WORK INSTRUCTIONS
Make an exact copy of the entries that come next.

Point-per-instance localization data:
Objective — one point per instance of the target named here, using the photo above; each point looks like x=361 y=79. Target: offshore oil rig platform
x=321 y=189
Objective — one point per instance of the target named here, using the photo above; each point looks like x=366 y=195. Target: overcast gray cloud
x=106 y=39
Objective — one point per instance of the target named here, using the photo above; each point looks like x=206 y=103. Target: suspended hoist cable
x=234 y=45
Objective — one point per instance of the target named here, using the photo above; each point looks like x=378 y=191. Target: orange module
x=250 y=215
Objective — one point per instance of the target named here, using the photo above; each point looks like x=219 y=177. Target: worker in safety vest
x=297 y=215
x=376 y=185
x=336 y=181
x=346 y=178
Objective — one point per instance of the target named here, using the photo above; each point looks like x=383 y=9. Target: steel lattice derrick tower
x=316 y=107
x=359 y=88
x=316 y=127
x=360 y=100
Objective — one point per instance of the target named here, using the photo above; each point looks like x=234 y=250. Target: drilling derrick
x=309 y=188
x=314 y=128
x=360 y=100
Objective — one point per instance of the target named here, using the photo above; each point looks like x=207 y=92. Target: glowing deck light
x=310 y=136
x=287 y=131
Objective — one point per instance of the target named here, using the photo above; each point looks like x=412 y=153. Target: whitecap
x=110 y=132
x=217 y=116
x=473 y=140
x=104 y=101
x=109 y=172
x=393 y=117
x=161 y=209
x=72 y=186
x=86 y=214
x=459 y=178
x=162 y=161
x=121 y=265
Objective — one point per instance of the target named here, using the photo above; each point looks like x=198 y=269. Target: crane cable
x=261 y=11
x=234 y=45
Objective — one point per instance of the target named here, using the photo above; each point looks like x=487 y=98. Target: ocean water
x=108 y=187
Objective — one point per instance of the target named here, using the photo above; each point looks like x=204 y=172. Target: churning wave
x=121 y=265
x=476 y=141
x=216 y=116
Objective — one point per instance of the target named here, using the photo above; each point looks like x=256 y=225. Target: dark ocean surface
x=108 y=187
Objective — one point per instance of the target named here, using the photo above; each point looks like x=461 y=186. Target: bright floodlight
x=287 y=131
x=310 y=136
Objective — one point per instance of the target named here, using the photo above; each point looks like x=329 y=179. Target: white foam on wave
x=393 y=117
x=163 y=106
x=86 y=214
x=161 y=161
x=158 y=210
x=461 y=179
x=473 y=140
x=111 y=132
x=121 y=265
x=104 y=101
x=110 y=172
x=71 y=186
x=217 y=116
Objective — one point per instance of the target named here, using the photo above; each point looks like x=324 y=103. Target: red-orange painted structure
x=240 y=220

WRITTEN REPLY
Objective — one point per instance of the target named here, using the photo above; each point looks like x=361 y=79. Target: offshore oil rig platform
x=321 y=189
Objective — one point per instance of the target named here, using the photo above; each point looks like x=366 y=195. Target: overcast gray cloud
x=106 y=39
Objective — one point per instance of the target named here, using the photo above; each point looks like x=206 y=103. Target: suspended hoist cable
x=234 y=45
Objective — one point per instance of the target named here, using the photo above; each point looks like x=378 y=191. Target: orange module
x=250 y=215
Objective — one point per instance of the target named here, using the photo above; each point looks like x=219 y=177. Target: worker in safety vest
x=297 y=215
x=376 y=185
x=336 y=181
x=346 y=178
Objective — one point per instance of the target named here, using the photo above; each point looks like x=383 y=9. Target: steel lattice derrick tower
x=316 y=107
x=359 y=88
x=316 y=127
x=360 y=100
Objective — one point per instance of the target named here, using the photo above; each point looks like x=234 y=250. Target: drilling derrick
x=309 y=188
x=314 y=128
x=360 y=100
Objective — one point per instance of the target named here, using the photo above; each point looks like x=207 y=92. Target: glowing deck light
x=310 y=136
x=287 y=131
Objective — one point per instance of the target named here, using the photo above; each point looks like x=412 y=153. Target: whitecap
x=110 y=132
x=217 y=116
x=473 y=140
x=104 y=101
x=109 y=172
x=393 y=117
x=161 y=209
x=72 y=186
x=86 y=214
x=459 y=178
x=162 y=161
x=121 y=265
Objective — one point per instance of the target named here, using the photo above; each point looks like x=198 y=269. Target: crane cable
x=261 y=11
x=234 y=45
Objective — one point per instance of the target named here, using the photo above; each point looks like x=487 y=98. Target: ocean water
x=108 y=187
Objective — one point per instance of the target named here, using the photo above; each point looks like x=204 y=172. Target: churning wave
x=121 y=265
x=476 y=141
x=216 y=116
Objective — one point per instance of the target named here, using the photo above; each point looks like x=256 y=225. Target: dark ocean surface
x=108 y=187
Objective — one point per instance of the target named here, using the photo above; each point looks like x=461 y=186. Target: bright floodlight
x=287 y=131
x=310 y=136
Objective — one point per instance of the target named here, using the photo above; each point looks like x=329 y=179. Target: white foam on wave
x=393 y=117
x=163 y=106
x=86 y=214
x=161 y=161
x=158 y=210
x=461 y=179
x=473 y=140
x=111 y=132
x=121 y=265
x=104 y=101
x=110 y=172
x=71 y=186
x=217 y=116
Objective — one point per instance of the target named here, using the photo above; each point looks like x=324 y=103. Target: red-orange painted structure
x=240 y=220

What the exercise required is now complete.